Exercise requirements: Reproduce every line of the material below verbatim, with no changes.

Records from a data collection:
'''

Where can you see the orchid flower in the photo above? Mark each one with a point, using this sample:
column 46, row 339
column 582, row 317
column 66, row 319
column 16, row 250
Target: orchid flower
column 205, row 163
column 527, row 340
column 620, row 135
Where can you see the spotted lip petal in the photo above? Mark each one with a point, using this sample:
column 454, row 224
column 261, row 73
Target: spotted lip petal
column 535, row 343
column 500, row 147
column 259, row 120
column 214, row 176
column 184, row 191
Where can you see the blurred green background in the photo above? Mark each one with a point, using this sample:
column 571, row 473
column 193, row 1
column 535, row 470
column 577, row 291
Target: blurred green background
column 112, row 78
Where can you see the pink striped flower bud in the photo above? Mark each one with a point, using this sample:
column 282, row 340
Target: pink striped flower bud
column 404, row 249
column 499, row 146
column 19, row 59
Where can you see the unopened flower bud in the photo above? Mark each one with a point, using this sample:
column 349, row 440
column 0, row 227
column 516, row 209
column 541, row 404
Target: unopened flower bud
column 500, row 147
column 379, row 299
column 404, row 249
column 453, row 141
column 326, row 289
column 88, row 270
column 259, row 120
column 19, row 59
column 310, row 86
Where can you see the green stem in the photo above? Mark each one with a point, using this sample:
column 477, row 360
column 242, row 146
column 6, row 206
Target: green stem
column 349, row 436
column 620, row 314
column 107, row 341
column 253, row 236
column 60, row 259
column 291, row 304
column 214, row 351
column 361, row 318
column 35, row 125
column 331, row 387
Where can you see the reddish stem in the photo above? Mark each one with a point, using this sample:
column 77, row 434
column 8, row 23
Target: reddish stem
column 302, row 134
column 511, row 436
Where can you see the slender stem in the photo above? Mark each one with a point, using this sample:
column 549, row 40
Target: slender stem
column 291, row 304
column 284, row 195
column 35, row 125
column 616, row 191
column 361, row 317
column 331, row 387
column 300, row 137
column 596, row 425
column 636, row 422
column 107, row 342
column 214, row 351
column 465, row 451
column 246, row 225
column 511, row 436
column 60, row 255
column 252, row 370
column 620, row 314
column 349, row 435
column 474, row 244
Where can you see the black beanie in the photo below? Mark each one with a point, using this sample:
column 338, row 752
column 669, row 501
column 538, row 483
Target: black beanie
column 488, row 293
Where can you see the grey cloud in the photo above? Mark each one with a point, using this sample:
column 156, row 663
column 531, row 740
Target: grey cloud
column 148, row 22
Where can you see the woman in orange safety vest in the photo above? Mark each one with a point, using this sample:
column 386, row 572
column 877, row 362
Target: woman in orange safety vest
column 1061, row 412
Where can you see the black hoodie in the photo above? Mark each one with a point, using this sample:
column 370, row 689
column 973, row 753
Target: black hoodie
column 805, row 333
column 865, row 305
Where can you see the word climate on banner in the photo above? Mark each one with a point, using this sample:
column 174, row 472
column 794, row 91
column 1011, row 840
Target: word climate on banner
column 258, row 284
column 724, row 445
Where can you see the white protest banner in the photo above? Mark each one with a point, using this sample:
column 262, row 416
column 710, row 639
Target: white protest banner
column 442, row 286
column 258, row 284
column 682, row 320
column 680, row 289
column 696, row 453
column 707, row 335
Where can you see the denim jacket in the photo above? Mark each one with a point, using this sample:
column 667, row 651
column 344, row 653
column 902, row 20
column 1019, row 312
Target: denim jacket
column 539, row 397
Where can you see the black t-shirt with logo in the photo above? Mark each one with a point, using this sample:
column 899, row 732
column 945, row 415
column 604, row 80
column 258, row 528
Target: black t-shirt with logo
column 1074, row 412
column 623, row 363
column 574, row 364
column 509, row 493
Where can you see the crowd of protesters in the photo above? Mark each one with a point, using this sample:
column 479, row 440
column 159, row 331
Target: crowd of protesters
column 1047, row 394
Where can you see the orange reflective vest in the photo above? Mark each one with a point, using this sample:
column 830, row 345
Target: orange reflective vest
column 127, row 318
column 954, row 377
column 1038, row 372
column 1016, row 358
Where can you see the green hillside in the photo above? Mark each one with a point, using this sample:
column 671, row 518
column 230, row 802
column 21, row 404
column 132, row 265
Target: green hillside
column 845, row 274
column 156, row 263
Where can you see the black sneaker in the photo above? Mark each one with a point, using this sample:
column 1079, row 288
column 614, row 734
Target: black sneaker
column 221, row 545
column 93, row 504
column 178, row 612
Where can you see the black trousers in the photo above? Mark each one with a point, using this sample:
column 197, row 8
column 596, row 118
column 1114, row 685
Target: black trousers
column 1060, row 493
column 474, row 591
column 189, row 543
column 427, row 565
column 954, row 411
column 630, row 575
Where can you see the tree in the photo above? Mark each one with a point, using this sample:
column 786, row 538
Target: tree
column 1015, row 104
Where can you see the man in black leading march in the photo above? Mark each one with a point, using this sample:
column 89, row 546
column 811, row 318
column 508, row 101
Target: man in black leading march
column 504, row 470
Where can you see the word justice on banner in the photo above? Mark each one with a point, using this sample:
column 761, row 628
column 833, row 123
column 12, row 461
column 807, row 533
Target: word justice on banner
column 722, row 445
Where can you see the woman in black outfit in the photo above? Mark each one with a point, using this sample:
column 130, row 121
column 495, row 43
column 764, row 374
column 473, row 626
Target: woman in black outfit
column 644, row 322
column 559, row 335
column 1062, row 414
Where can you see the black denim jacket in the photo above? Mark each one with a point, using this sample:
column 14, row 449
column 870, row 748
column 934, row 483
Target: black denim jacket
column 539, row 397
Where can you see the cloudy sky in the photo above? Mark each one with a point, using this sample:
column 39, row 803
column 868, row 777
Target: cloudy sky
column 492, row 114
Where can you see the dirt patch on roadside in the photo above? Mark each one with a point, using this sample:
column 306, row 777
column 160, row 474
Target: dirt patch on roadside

'''

Task output:
Where can you see the orchid flower in the photo above? Mark each one with a point, using this sample:
column 46, row 339
column 582, row 317
column 66, row 319
column 16, row 250
Target: orchid flower
column 205, row 163
column 527, row 340
column 620, row 135
Where can you see the spotted lip petal in the photo above? Mark each one with a point, using this sample:
column 454, row 224
column 261, row 73
Target: spotted lip petal
column 535, row 343
column 500, row 147
column 259, row 120
column 214, row 176
column 184, row 191
Where can you see the blurred green background in the photo above? Mark each one with a point, using this sample:
column 571, row 473
column 193, row 1
column 535, row 470
column 577, row 291
Target: blurred green background
column 112, row 78
Where can you see the pink striped flower bud in the photo above? Mark each one with a point, using this sample:
column 282, row 340
Target: pink striped flower bud
column 404, row 249
column 499, row 146
column 19, row 59
Where can you see the unopened flower bud in the photo above? Mark each one with a point, using this sample:
column 349, row 440
column 0, row 227
column 516, row 209
column 541, row 404
Target: unopened flower bud
column 500, row 147
column 379, row 299
column 404, row 249
column 453, row 141
column 326, row 289
column 88, row 270
column 259, row 120
column 19, row 59
column 310, row 86
Where can you see the green stem in the photo above? Mark each one with a point, using this sample:
column 477, row 360
column 242, row 146
column 6, row 206
Target: green stem
column 349, row 436
column 620, row 314
column 107, row 341
column 253, row 236
column 60, row 259
column 291, row 304
column 214, row 351
column 361, row 318
column 35, row 125
column 331, row 387
Where can you see the reddish stem in the photo above? Mark each one with a point, using this sample:
column 77, row 434
column 8, row 23
Target: reddish stem
column 302, row 134
column 511, row 436
Where can you see the slender stem in the photo above? Mark each one with a point, using this sample:
column 549, row 40
Target: slender stem
column 291, row 304
column 284, row 195
column 35, row 125
column 616, row 191
column 361, row 317
column 331, row 387
column 300, row 137
column 596, row 425
column 636, row 422
column 107, row 342
column 214, row 351
column 465, row 451
column 246, row 225
column 511, row 436
column 60, row 255
column 252, row 370
column 620, row 314
column 349, row 435
column 474, row 244
Where can you see the black beanie in the photo below? Mark each one with a point, using this sample:
column 338, row 752
column 669, row 501
column 538, row 483
Target: black beanie
column 488, row 293
Where can you see the grey cloud in the photo above? Mark each one with a point, using this sample:
column 156, row 663
column 531, row 740
Target: grey cloud
column 148, row 22
Where can you see the woman in orange safety vest in the photo above? Mark each one with a point, using this sample:
column 386, row 572
column 877, row 362
Target: woman in orange safety vest
column 1061, row 412
Where can you see the black hoodie in the photo above? Mark each one with a point, using this sample:
column 370, row 689
column 973, row 753
Target: black hoodie
column 805, row 333
column 865, row 305
Where can you see the word climate on banner in the photo above? Mark each one with a point, using this sample:
column 174, row 472
column 794, row 91
column 1011, row 840
Target: word climate on banner
column 258, row 284
column 724, row 445
Where can you see the white protest banner in the photo above? Mark each one with a point, using this sample:
column 262, row 416
column 710, row 639
Target: white protest banner
column 442, row 286
column 258, row 284
column 682, row 320
column 680, row 289
column 696, row 453
column 707, row 335
Where can you see the denim jacket in the photo above? Mark each one with a point, using this sample:
column 667, row 651
column 344, row 653
column 902, row 20
column 1019, row 312
Target: denim jacket
column 539, row 397
Where can you see the black t-shirt with logo in the photo above? Mark each one with a point, using this sample:
column 899, row 732
column 945, row 415
column 604, row 80
column 258, row 528
Target: black t-shirt with logo
column 1074, row 412
column 623, row 363
column 574, row 364
column 509, row 493
Where can you see the crowd of protesters in the photo above? Mark each one with a point, using this sample:
column 479, row 440
column 159, row 331
Target: crowd of protesters
column 1047, row 394
Where can you see the orange reflective vest in the photo above? Mark each one with a point, using this sample:
column 830, row 345
Target: orange reflective vest
column 127, row 318
column 954, row 377
column 1038, row 372
column 1016, row 358
Where can you see the green hillside in the photo above? Mark each one with a point, using this sample:
column 671, row 518
column 230, row 802
column 21, row 404
column 132, row 265
Target: green hillside
column 845, row 274
column 156, row 263
Where can you see the black sneaker in the photo above? Mark each one with a point, using this sample:
column 1079, row 288
column 614, row 734
Target: black sneaker
column 221, row 545
column 93, row 504
column 178, row 612
Where can you see the black trousers in the photo above? Mark each one with a point, using this sample:
column 197, row 8
column 596, row 118
column 1114, row 685
Target: black trousers
column 1060, row 493
column 474, row 591
column 189, row 543
column 427, row 565
column 954, row 411
column 630, row 575
Where can you see the tree in the photo above? Mark each one with a point, using this sample:
column 786, row 538
Target: tree
column 1015, row 104
Where can you see the man in black leading march in the photo above? Mark each one with a point, using this sample:
column 89, row 546
column 811, row 318
column 508, row 101
Target: man in black leading march
column 504, row 470
Where can you see the word justice on banner in the photo above? Mark each one with a point, using this sample:
column 761, row 628
column 833, row 123
column 12, row 461
column 807, row 533
Target: word justice on banner
column 722, row 445
Where can you see the woman in black outfit in the photo above? Mark each one with a point, using this sample:
column 130, row 121
column 495, row 43
column 764, row 374
column 473, row 626
Target: woman in black outfit
column 644, row 322
column 559, row 335
column 1062, row 414
Where can you see the black denim jacket in the photo above? Mark each one with a point, using this sample:
column 14, row 449
column 870, row 748
column 934, row 483
Target: black denim jacket
column 539, row 397
Where can you see the cloudy sky in the photo above? Mark each one with a point, using this sample:
column 39, row 803
column 868, row 777
Target: cloudy sky
column 492, row 114
Where can you see the dirt patch on roadside in the photo above? Mark each one with a point, using this sample:
column 306, row 777
column 160, row 474
Target: dirt patch on roadside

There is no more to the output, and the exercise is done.